## OBJECTIVES
• A. Answer these about the Redmine defect report on invalid UTF-8 characters, one line each:
(i) Which Redmine version does the reporter list?
(ii) What target version did Go MAEDA set?
(iii) Which test file did Toshi MARUYAMA point to?
• B. Continue the Redmine defect report thread on invalid UTF-8 characters, starting after its last sentence.

## ARTICLE
Defect #24616
closedShould not replace all invalid utf8 characters (e.g in mail)
Description
Hello,
I've an email, that is encoded in utf8, but it contains an invalid character. In this case, redmine converts the content to us-ascii and then to utf8. This step will replace non-ascii compatible chars to "?". Why?
1) Failure: MailHandlerTest#test_invalid_utf8 [/test/unit/mail_handler_test.rb:548]: Expected: "Здравствуйте?" Actual: "?????????????"
I changed Redmine::CodesetUtil.replace_invalid_utf8(str) and Redmine::CodesetUtil.to_utf8(str, encoding)
str = str.encode("US-ASCII", :invalid => :replace, :undef => :replace, :replace => '?').encode("UTF-8")
to
str = str.encode("UTF-8", :invalid => :replace, :undef => :replace, :replace => '?')
all tests are passing with this change.
Redmine version 3.3.1.stable Ruby version 2.1.5-p273 (2014-11-13) [x64-mingw32] Rails version 4.2.7.1 Environment production Database adapter Mysql2 SCM: Git 2.10.1 Filesystem Redmine plugins: no plugin installed
Files
Updated by Go MAEDA about 9 years ago
- File defect-24616.diff defect-24616.diff added
- Target version set to 3.3.2
Looks good to me.
# valid UTF-8 string
text = "こんにちは"
p text.valid_encoding? # => true
# making invalid UTF-8 string
text.force_encoding('ASCII-8BIT')
text[-1] = 0xff.chr
text.force_encoding("UTF-8")
p text.valid_encoding? # => false
p text # => "こんにち\xE3\x81\xFF"
# Current code of Redmine
p text.encode("US-ASCII", :invalid => :replace, :undef => :replace, :replace => '?').encode("UTF-8")
# => "??????"
# Fixed code by Pavel Rosický
p text.encode("UTF-8", :invalid => :replace, :undef => :replace, :replace => '?')
# => "こんにち??"
Updated by Toshi MARUYAMA about 9 years ago
- Target version deleted (
3.3.2)
Did you run whole tests?
Especially this test.
source:tags/3.3.1/test/unit/lib/redmine/codeset_util_test.rb
Updated by Toshi MARUYAMA about 9 years ago
Pavel Rosický wrote:
Hello,
I've an email, that is encoded in utf8, but it contains an invalid character. In this case, redmine converts the content to us-ascii and then to utf8. This step will replace non-ascii compatible chars to "?". Why?

## RECORDS SHOWN
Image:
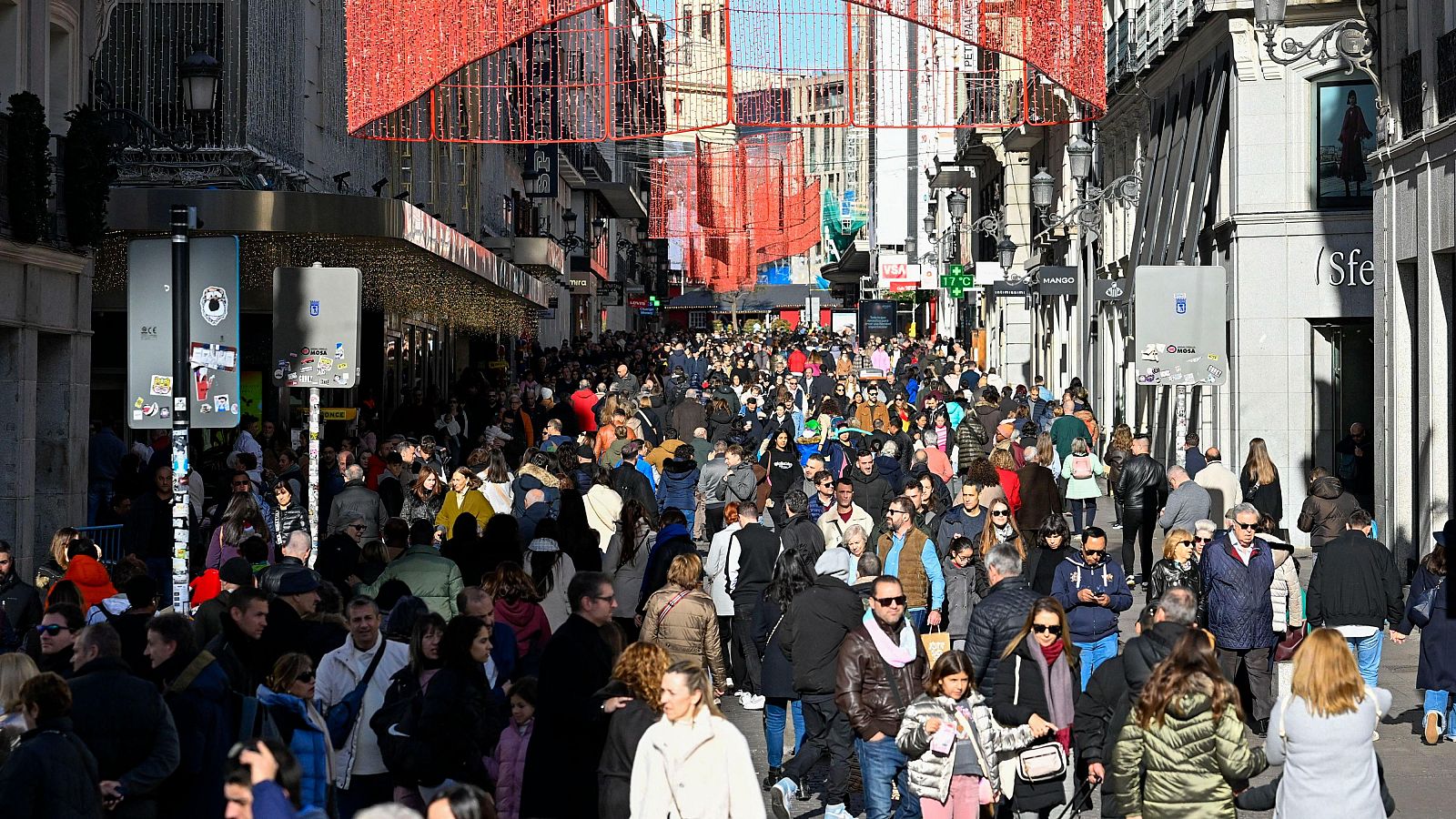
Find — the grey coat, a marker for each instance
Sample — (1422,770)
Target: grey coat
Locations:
(929,771)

## SET OF ANSWERS
• A.
(i) 3.3.1.stable
(ii) 3.3.2
(iii) source:tags/3.3.1/test/unit/lib/redmine/codeset_util_test.rb

• B.
You can see this function purpose.
source:tags/3.3.1/test/unit/lib/redmine/codeset_util_test.rb#L68
Updated by Pavel Rosický about 9 years ago
Thanks Toshi, I rechecked it again and all tests are passing.
source:tags/3.3.1/test/unit/lib/redmine/codeset_util_test.rb#L68
In this case, my change has no effect on the result, because the string contains just one invalid utf-8 character.
s1.encode('us-ascii', :invalid => :replace, :undef => :replace, :replace => '?').encode('utf-8')
"Texte encod? en ISO-8859-1."
# patched
s1.encode('utf-8', :invalid => :replace, :undef => :replace, :replace => '?')
"Texte encod? en ISO-8859-1."
but a combination of valid and invalid utf-8 chars (non-ascii-compatible) will result both characters are stripped. Try out GO Media's example.
Updated by Toshi MARUYAMA about 9 years ago
$ irb
1.9.3-p551 :001 > text = "こんにち\xE3\x81\xFF"
=> "こんにち\xE3\x81\xFF"
1.9.3-p551 :002 > text = text.encode("UTF-8", :invalid => :replace, :undef => :replace, :replace => '?')
=> "こんにち\xE3\x81\xFF"
1.9.3-p551 :003 > text.valid_encoding?
=> false
$ irb
2.3.3 :001 > text = "こんにち\xE3\x81\xFF"
=> "こんにち\xE3\x81\xFF"
2.3.3 :002 > text = text.encode("UTF-8", :invalid => :replace, :undef => :replace, :replace => '?')
=> "こんにち??"
2.3.3 :003 > text.valid_encoding?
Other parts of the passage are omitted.